■ **Data extract**
────────

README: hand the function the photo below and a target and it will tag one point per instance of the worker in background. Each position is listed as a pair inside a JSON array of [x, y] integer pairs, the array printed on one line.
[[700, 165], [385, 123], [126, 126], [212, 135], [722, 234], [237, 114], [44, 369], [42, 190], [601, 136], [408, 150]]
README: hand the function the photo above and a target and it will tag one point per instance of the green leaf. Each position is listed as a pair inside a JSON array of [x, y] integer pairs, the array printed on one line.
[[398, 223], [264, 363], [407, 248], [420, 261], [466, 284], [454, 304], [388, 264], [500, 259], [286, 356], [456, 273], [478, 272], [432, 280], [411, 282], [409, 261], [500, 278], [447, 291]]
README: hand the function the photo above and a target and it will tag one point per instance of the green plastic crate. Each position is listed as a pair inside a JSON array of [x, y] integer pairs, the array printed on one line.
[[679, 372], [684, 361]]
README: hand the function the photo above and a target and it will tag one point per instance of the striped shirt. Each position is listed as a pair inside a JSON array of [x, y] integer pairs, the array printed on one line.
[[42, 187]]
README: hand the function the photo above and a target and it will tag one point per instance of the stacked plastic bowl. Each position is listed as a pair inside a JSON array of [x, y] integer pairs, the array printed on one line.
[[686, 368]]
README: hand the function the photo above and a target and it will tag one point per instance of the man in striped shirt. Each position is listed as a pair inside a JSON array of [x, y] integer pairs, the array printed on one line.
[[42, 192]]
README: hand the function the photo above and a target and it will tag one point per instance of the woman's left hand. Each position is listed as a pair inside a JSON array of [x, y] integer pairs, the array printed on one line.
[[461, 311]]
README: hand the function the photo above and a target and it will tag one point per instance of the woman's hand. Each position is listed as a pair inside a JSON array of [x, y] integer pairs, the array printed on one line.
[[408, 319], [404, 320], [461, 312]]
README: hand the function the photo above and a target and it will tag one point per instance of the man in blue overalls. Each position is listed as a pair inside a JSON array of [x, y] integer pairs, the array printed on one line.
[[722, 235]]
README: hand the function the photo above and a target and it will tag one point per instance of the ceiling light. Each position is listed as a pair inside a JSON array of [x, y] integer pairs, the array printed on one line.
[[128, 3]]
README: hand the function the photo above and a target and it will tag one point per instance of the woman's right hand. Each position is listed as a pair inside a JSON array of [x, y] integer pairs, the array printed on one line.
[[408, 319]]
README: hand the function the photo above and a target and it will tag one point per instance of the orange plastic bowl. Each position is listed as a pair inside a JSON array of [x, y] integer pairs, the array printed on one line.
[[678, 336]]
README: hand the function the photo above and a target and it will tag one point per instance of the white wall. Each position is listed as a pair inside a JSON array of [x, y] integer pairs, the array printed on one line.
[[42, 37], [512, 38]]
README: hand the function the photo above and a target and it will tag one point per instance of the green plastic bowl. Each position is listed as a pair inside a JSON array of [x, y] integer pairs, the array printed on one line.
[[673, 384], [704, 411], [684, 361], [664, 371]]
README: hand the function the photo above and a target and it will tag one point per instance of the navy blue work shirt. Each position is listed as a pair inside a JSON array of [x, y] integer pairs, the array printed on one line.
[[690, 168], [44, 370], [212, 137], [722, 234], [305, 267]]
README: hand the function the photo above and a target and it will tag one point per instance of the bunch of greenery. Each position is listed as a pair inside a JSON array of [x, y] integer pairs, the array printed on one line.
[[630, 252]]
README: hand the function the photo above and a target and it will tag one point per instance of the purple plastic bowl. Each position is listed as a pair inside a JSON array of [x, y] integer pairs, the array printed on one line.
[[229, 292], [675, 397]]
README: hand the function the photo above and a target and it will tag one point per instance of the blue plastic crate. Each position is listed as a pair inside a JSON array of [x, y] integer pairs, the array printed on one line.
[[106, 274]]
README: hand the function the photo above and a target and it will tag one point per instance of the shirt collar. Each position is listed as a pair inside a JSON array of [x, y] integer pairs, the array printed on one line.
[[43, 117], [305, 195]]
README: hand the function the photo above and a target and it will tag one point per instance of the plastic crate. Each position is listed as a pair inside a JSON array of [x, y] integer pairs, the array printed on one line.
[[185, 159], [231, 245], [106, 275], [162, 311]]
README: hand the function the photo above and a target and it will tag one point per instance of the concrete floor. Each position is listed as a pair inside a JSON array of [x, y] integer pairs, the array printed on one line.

────────

■ **What you need to do**
Convert the material, from its first line through the line containing "[[679, 372], [684, 361]]", into a JSON list of strings with one string per line. Leave out any blank lines.

■ **Solved exercise**
[
  "README: hand the function the photo below and a target and it will tag one point per instance of the worker in background. Each position is listed as a pair inside a JSON array of [x, y] integer pairs, the array printed on one line.",
  "[[700, 165], [385, 123], [126, 126], [212, 135], [722, 234], [237, 114], [44, 369], [42, 190], [601, 136], [408, 150]]",
  "README: hand the function the photo above and a target and it will tag one point per instance of the green leaf. Each position is listed as a pair inside a JSON array of [x, y] integer pairs, the array printed on one line.",
  "[[398, 223], [264, 363], [407, 248], [420, 261], [466, 284], [454, 304], [388, 264], [500, 259], [286, 356], [456, 273], [478, 272], [432, 280], [411, 282], [409, 261], [500, 278], [447, 291]]",
  "README: hand the function the photo above and a target and it will tag one point per instance of the green plastic crate. Each position is listed as a pair inside a JSON array of [x, y] integer pairs, the array printed on one line.",
  "[[679, 372], [684, 361]]"
]